*Coordinate annotation records*:

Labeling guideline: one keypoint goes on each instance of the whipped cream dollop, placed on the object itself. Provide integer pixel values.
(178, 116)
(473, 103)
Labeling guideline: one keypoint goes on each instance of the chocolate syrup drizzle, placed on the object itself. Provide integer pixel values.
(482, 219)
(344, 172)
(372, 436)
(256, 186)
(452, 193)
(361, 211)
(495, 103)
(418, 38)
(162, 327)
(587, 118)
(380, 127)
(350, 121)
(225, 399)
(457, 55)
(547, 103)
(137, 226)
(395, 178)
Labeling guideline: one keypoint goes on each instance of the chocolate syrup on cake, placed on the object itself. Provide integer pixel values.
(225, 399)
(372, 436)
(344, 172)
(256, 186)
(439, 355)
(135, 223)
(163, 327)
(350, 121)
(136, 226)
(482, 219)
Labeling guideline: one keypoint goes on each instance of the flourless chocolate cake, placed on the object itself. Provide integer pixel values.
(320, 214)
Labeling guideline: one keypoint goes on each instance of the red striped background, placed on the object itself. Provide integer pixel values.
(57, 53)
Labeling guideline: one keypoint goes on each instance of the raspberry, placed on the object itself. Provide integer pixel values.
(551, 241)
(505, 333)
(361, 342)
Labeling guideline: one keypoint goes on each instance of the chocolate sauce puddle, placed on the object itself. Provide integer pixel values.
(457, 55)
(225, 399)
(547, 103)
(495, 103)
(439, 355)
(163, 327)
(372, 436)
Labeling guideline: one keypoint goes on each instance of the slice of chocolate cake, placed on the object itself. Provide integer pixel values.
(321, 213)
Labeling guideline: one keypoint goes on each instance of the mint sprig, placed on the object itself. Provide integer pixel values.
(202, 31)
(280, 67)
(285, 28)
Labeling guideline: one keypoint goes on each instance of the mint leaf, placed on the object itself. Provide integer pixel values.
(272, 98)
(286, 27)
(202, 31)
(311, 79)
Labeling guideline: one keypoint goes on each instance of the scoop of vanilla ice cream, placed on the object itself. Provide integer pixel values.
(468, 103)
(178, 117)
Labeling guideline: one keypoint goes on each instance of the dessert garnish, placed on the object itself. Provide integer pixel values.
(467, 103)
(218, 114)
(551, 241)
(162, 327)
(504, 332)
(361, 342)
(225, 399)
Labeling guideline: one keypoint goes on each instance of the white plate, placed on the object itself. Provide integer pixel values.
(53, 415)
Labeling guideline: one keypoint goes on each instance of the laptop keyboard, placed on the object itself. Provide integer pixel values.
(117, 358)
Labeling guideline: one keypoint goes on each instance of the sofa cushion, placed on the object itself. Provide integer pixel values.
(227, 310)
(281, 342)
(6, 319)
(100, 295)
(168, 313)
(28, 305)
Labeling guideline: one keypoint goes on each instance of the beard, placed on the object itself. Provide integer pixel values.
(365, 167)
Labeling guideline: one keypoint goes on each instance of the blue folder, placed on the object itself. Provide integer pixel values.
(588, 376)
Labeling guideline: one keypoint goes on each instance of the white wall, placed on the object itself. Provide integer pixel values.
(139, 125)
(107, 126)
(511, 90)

*Directive*:
Print every entry exactly as written.

*The completed task*:
Labeling guideline: one keypoint goes on each instance of the whipped cream dollop, placed on the object itself. Provide integer pixel values.
(178, 116)
(473, 103)
Labeling guideline: one keypoint goes on each instance of the chocolate syrup drizzle, placed on the object itself. Provide integer pixel values.
(482, 219)
(344, 172)
(372, 436)
(256, 186)
(452, 193)
(361, 211)
(495, 103)
(418, 38)
(162, 327)
(587, 118)
(380, 127)
(350, 121)
(225, 399)
(457, 55)
(547, 103)
(137, 226)
(395, 178)
Labeling guideline: one keypoint goes on each instance of the chocolate syrup on cake, placed on the object itself. Provide integer pixel values.
(225, 399)
(372, 436)
(344, 172)
(256, 186)
(439, 355)
(135, 223)
(163, 327)
(350, 121)
(136, 226)
(482, 219)
Labeling guideline: one keypoint goes on each instance of the flourless chocolate cake, placed on the object itself. Provide integer pixel values.
(320, 214)
Labeling guideline: one keypoint goes on each instance of the red striped background, placed on the object itself. Provide integer pixel values.
(57, 53)
Labeling guideline: one keypoint goes on each instance of the raspberry, placed on the object itself. Provide integer pixel values.
(551, 241)
(505, 333)
(361, 342)
Labeling guideline: one keypoint goes on each instance of the chocolate sauce puddle, placed on the object itself. Provide integer pixel values.
(457, 55)
(225, 399)
(547, 103)
(495, 103)
(439, 355)
(163, 327)
(372, 436)
Labeling guideline: one keypoint goes on each instance of the slice of chocolate cake, placed on the object itself. Provide integer pixel values.
(321, 213)
Labeling guideline: one keypoint goes on each instance of the mint sprig, placed on the object itself. Provide integer pixel values.
(202, 31)
(280, 67)
(285, 28)
Labeling guideline: one keypoint goes on each instance of the mint leaf, placed on the object itself. Provide integer pixel values.
(272, 98)
(286, 27)
(202, 31)
(311, 79)
Labeling guideline: one keypoint goes on each instance of the scoop of vanilla ice cream, placed on the object itself. Provide integer pixel values.
(468, 103)
(178, 117)
Labeling guideline: one keypoint goes on each instance of the dessert garnish, placed on the object itself. Provide integer pixel values.
(467, 103)
(218, 114)
(551, 241)
(162, 327)
(504, 332)
(361, 342)
(225, 399)
Labeling guideline: one keypoint goes on each instance of the white plate, placed on the object itself. Provide integer pixel values.
(53, 415)
Labeling guideline: one keypoint goes on each instance of the laptop keyboard, placed on the object itself. Provide integer pixel values.
(117, 358)
Labeling guideline: one keypoint goes on each instance of the sofa cushion, placed on the object itself. Provide integer pixel values.
(227, 310)
(281, 342)
(6, 319)
(100, 295)
(168, 313)
(28, 305)
Labeling guideline: one keypoint goes on each instance of the beard, placed on the object itself. Provide integer pixel values.
(365, 167)
Labeling guideline: one keypoint goes on each instance of the blue folder, placed on the object itself. Provide integer pixel values.
(588, 376)
Labeling guideline: one keypoint goes on each instance of the white wall, placed on the object itself. Provide integer pixel values.
(139, 125)
(107, 126)
(511, 90)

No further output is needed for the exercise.